**What is being asked:** Write out, character for character, the line containing "Target: neck" and all lines after it up to the end of the listing.

**Data extract:**
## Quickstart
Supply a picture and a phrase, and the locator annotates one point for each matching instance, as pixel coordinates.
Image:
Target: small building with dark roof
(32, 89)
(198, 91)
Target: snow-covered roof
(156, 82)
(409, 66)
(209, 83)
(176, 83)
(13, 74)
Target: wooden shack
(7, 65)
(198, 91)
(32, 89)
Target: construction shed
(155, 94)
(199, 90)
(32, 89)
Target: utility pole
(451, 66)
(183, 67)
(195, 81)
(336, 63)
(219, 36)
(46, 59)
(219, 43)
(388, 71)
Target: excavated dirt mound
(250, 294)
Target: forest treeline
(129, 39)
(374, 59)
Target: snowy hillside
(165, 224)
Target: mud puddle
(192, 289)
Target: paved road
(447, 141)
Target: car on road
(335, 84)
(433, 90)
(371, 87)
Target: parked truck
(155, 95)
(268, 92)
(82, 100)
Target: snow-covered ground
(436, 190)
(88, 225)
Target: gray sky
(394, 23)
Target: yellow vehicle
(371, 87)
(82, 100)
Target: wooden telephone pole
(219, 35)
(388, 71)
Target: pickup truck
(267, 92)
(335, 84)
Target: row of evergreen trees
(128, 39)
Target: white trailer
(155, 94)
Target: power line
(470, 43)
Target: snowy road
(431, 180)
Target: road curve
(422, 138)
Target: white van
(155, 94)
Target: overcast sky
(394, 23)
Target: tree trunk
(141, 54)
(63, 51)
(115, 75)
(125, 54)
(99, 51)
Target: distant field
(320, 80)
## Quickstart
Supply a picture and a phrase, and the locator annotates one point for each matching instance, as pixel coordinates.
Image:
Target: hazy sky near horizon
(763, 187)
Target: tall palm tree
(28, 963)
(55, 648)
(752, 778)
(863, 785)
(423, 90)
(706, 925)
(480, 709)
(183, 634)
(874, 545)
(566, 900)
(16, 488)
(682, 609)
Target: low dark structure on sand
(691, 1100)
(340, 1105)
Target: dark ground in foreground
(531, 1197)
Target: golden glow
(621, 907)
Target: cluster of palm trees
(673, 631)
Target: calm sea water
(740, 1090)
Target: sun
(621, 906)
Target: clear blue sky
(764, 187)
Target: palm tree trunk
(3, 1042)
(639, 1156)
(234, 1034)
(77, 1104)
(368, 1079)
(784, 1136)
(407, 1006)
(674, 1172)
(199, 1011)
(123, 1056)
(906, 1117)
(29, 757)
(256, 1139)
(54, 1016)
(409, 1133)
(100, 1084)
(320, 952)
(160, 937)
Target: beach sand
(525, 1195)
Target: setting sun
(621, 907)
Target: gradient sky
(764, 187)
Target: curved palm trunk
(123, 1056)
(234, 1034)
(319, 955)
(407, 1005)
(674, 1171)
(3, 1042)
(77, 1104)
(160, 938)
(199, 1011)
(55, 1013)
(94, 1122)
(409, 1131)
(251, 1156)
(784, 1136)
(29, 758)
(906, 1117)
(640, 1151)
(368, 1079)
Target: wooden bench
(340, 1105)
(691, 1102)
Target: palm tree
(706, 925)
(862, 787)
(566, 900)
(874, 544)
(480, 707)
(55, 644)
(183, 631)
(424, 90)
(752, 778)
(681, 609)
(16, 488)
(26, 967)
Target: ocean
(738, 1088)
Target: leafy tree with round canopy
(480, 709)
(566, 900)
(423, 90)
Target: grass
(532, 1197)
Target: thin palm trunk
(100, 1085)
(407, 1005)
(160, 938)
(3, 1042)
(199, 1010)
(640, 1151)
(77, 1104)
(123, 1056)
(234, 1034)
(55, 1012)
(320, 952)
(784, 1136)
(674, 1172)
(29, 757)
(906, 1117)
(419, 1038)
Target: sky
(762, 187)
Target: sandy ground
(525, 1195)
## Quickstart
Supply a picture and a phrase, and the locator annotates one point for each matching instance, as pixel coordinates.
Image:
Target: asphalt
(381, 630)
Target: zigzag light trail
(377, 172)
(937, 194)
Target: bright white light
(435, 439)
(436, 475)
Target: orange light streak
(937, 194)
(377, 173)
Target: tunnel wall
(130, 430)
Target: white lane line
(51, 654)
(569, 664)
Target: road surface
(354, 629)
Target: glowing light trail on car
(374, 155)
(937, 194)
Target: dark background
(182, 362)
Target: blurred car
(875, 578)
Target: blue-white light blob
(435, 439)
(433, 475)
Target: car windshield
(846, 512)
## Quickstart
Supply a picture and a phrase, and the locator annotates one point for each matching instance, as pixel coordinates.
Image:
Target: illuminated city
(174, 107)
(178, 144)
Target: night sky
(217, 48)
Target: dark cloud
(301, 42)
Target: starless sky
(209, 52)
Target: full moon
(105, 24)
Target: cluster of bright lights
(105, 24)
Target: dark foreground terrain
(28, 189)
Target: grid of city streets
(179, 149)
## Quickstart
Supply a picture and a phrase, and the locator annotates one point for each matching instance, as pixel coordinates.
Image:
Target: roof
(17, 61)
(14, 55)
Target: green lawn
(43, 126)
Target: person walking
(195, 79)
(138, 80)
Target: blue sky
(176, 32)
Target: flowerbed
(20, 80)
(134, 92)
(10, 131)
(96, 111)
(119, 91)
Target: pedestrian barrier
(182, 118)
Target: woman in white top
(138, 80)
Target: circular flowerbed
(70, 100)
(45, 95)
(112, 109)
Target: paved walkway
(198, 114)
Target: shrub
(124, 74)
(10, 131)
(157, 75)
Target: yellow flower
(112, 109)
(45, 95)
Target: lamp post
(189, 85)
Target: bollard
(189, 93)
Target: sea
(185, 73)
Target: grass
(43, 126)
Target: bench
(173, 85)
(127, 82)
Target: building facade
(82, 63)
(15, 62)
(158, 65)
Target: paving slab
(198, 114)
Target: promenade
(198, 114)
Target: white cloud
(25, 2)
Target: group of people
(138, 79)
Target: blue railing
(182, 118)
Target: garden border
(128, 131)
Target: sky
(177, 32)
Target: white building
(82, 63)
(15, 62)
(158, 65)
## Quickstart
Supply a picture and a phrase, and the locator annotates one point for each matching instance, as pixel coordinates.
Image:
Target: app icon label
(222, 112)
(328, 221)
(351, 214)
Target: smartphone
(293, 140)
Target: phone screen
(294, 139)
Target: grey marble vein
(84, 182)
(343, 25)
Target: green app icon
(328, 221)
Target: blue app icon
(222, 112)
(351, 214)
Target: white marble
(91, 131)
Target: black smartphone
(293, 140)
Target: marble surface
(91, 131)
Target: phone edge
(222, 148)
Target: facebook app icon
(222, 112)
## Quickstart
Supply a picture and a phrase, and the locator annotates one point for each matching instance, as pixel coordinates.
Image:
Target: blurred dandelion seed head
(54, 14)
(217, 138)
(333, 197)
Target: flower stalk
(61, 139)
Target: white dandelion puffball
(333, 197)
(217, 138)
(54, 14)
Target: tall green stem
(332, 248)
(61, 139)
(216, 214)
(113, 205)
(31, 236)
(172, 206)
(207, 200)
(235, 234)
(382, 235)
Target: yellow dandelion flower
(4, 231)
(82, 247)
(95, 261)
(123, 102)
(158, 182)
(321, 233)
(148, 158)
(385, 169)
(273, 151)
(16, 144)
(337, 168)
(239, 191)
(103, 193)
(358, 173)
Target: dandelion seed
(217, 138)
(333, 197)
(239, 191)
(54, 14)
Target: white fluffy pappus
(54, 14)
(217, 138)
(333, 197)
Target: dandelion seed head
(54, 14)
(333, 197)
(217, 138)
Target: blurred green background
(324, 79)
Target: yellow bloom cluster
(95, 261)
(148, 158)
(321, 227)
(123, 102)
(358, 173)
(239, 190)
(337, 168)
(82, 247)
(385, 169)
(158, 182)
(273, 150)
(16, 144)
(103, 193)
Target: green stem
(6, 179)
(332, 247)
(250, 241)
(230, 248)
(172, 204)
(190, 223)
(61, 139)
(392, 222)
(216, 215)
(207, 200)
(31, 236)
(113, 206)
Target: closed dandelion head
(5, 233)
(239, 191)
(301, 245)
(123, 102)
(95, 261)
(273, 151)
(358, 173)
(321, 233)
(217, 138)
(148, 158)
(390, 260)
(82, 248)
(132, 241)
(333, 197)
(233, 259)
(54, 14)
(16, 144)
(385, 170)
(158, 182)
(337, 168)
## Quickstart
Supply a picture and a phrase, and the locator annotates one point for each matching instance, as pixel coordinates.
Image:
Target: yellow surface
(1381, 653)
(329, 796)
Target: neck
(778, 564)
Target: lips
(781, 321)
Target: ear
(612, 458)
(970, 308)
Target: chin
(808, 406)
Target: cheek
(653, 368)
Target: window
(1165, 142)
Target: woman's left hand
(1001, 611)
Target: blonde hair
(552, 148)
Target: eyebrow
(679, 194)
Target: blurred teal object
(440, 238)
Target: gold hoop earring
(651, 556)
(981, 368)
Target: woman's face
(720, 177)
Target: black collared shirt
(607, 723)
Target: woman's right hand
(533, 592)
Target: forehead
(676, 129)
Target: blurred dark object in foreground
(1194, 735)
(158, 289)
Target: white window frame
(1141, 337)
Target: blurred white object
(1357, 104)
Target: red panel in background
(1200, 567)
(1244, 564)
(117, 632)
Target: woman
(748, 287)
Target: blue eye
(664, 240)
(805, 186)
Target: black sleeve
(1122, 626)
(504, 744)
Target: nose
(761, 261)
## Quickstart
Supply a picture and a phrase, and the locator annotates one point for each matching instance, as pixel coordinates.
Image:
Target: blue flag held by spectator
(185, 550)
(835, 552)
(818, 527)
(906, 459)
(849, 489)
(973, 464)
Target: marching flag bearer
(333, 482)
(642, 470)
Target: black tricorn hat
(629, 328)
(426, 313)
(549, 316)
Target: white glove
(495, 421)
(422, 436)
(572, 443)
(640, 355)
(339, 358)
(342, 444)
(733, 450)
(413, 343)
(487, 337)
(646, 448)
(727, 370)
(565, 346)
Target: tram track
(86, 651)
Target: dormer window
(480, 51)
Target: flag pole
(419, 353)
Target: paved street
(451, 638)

**Output of the task:**
Target: neck
(778, 564)
Target: lips
(781, 321)
Target: ear
(612, 458)
(970, 308)
Target: chin
(808, 406)
Target: cheek
(653, 368)
Target: window
(1165, 142)
Target: woman's left hand
(1001, 611)
Target: blonde hair
(552, 148)
Target: eyebrow
(679, 194)
Target: blurred teal object
(440, 238)
Target: gold hoop earring
(651, 556)
(981, 368)
Target: woman's face
(720, 177)
Target: black collared shirt
(607, 723)
Target: woman's right hand
(533, 592)
Target: forehead
(676, 129)
Target: blurred dark object in foreground
(1194, 735)
(158, 289)
Target: white window frame
(1141, 337)
Target: blurred white object
(1357, 104)
Target: red panel in background
(1200, 567)
(1244, 564)
(117, 632)
Target: woman
(748, 287)
Target: blue eye
(664, 240)
(805, 186)
Target: black sleeve
(1122, 626)
(504, 744)
Target: nose
(761, 261)
## Quickstart
Supply a picture and a phrase, and the locator annotates one point for each matching instance, as pixel coordinates.
Image:
Target: blue flag held by spectator
(185, 550)
(835, 552)
(818, 527)
(906, 459)
(849, 489)
(973, 464)
Target: marching flag bearer
(333, 482)
(642, 470)
Target: black tricorn hat
(629, 328)
(426, 313)
(549, 316)
Target: white glove
(495, 421)
(422, 436)
(572, 443)
(640, 355)
(339, 358)
(342, 444)
(733, 450)
(413, 343)
(487, 337)
(646, 448)
(727, 370)
(565, 346)
Target: tram track
(86, 651)
Target: dormer window
(480, 51)
Target: flag pole
(419, 353)
Target: paved street
(451, 638)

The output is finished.